## Dataset rows showing where objects appear
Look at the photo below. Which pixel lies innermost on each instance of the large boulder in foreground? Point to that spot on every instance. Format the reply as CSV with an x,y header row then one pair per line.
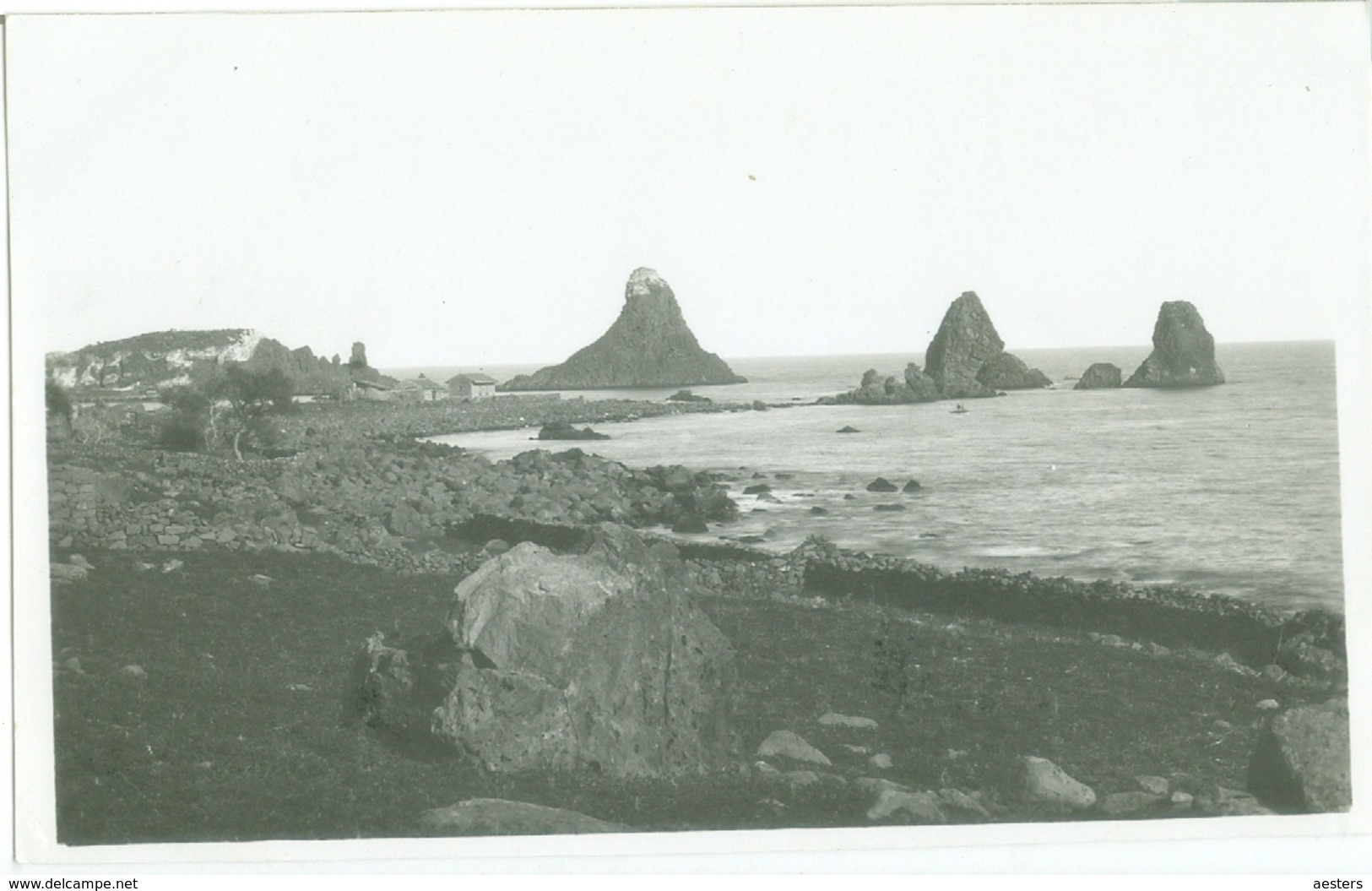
x,y
648,346
1183,351
1299,763
594,660
968,359
1101,377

## WRITTEN REQUEST
Write out every line of the listing above again, keeping each request unchanged, but increase each x and y coordinate in the answers by 75. Omit the pictures from your reply.

## TASK OUTPUT
Look at the photo below. Which pixel lies innermost on each instance of the large boulder in foreground? Point to that spot on every instance. Format the reply as CSV with an x,y header row then one pair per line.
x,y
723,421
1258,426
1374,838
669,735
1043,434
1176,452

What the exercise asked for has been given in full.